_Job_. Copy out the lines from the one containing "Where can you spot the vodafone red" through the one containing "(1049, 332)", both included, exactly as they appear and with nothing else.
++++
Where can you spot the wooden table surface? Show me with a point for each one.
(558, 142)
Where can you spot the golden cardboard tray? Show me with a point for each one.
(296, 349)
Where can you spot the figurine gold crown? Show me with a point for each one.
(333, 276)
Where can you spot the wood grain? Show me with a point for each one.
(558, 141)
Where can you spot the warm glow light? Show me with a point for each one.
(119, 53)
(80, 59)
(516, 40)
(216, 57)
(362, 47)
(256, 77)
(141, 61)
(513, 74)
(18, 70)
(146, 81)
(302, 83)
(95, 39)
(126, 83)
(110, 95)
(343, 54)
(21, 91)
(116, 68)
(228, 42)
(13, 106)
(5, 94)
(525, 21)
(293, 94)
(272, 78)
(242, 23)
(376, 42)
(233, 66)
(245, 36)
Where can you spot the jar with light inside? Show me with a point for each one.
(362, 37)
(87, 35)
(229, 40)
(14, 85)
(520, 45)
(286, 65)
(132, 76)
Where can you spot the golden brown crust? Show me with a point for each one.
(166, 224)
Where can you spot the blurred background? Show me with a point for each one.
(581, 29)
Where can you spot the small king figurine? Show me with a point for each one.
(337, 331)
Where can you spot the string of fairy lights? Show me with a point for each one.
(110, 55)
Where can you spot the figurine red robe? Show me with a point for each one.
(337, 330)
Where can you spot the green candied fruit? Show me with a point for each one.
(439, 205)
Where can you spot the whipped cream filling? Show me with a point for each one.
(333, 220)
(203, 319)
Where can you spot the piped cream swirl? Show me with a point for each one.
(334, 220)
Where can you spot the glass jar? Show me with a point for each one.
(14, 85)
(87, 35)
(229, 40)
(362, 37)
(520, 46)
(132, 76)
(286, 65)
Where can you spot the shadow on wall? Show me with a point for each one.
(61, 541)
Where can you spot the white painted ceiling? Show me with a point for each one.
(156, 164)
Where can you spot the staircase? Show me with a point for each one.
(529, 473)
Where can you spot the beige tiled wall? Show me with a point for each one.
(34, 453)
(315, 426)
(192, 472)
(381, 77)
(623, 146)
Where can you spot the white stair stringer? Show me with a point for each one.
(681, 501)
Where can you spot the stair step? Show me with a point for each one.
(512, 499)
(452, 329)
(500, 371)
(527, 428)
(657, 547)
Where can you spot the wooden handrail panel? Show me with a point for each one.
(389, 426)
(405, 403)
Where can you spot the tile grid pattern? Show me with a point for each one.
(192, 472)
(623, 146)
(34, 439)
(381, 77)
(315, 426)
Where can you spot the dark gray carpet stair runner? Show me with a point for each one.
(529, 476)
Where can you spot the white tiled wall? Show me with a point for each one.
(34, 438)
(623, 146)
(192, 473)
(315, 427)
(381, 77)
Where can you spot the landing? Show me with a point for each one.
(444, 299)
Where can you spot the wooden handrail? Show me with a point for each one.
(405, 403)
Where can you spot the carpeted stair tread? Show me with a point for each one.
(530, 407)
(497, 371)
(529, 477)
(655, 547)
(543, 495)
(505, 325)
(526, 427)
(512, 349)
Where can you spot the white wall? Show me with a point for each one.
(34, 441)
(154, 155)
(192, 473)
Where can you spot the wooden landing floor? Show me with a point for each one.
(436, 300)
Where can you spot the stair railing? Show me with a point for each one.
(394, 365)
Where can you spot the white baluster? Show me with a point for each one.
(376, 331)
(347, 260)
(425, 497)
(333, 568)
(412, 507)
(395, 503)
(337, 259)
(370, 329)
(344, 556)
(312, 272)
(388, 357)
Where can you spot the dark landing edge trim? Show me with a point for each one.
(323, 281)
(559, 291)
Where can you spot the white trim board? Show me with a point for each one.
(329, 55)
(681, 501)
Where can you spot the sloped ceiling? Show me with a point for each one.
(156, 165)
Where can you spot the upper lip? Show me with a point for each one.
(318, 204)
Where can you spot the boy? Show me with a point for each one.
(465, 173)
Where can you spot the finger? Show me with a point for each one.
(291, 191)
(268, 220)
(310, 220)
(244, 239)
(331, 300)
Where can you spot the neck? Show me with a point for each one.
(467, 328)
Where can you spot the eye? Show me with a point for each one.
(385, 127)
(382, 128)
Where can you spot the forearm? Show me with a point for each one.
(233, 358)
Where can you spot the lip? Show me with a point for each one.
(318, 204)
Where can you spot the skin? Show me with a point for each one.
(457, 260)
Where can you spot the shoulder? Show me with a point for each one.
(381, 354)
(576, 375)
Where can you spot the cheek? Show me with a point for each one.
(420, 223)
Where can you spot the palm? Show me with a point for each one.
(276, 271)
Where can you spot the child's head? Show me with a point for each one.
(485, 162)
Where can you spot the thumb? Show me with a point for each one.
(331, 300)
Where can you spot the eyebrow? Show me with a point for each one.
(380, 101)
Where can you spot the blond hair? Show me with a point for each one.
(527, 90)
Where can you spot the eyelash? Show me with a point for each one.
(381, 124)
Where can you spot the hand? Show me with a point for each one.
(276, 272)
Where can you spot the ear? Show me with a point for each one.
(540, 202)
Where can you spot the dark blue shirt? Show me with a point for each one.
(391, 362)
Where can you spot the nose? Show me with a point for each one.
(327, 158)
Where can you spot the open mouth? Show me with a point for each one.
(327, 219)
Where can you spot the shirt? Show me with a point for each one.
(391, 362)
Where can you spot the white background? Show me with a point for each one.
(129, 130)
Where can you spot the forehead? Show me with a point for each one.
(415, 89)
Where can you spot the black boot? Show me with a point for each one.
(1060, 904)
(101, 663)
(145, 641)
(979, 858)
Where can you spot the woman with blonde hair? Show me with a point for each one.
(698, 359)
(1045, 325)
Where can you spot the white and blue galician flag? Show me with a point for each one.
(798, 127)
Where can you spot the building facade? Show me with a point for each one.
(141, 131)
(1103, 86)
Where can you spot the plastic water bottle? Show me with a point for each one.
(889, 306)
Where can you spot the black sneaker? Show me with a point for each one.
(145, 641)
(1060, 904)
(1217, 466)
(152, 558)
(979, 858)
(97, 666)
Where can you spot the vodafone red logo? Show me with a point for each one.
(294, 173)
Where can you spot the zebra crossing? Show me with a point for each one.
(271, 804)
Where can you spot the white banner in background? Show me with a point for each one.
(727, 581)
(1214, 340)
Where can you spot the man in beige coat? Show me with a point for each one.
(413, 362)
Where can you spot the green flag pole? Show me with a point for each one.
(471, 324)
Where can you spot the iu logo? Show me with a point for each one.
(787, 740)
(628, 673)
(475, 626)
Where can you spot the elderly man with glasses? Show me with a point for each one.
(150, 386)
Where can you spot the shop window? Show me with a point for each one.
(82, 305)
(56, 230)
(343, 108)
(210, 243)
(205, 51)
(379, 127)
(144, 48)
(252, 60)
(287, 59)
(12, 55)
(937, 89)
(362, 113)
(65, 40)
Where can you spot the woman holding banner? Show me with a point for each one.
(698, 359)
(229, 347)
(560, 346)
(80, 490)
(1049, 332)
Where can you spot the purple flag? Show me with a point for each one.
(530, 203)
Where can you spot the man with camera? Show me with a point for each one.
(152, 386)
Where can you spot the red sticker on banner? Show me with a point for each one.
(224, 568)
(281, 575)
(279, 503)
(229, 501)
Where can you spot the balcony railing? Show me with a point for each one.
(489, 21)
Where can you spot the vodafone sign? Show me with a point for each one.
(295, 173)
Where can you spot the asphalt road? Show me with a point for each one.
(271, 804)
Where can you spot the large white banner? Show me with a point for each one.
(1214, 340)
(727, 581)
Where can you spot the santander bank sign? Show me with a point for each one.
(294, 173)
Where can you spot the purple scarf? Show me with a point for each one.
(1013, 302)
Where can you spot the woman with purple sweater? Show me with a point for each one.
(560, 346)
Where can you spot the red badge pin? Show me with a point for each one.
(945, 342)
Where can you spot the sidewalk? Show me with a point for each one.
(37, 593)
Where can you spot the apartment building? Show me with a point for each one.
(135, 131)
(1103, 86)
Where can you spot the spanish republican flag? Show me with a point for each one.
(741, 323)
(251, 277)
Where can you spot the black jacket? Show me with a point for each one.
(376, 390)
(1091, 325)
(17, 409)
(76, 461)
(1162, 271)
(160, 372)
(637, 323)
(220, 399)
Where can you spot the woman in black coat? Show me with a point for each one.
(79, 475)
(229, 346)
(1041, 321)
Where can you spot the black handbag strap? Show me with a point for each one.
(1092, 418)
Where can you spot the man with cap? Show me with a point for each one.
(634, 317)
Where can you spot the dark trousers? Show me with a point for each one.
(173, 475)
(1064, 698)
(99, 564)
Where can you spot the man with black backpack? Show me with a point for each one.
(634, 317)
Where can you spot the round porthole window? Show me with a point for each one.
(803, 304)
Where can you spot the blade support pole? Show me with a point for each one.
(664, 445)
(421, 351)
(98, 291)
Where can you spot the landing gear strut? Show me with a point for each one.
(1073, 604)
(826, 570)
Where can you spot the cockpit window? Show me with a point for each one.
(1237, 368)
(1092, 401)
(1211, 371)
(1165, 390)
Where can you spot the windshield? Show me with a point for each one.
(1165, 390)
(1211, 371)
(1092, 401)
++++
_Correct output_.
Where can you spot the vodafone red logo? Show me with a point for each one.
(294, 173)
Where can you spot the zebra crossing? Show me with a point for each one.
(271, 804)
Where can you spot the white banner in background? Show me with a point for each one.
(727, 581)
(1214, 340)
Where can you spot the man in beige coat? Show me with a point for each one.
(413, 362)
Where can you spot the green flag pole? Show me with a point for each one.
(471, 324)
Where can you spot the iu logo? Show me with a point for each one.
(787, 740)
(628, 673)
(475, 626)
Where can you spot the elderly man with glasses? Show me with a point for each one.
(150, 386)
Where can you spot the shop window? Show me with a point for each one.
(82, 305)
(56, 230)
(343, 108)
(210, 243)
(205, 51)
(379, 127)
(144, 48)
(252, 60)
(287, 59)
(12, 55)
(937, 89)
(362, 113)
(65, 40)
Where can you spot the woman holding banner? Show me with a point for each one.
(698, 359)
(229, 347)
(560, 346)
(80, 490)
(1049, 332)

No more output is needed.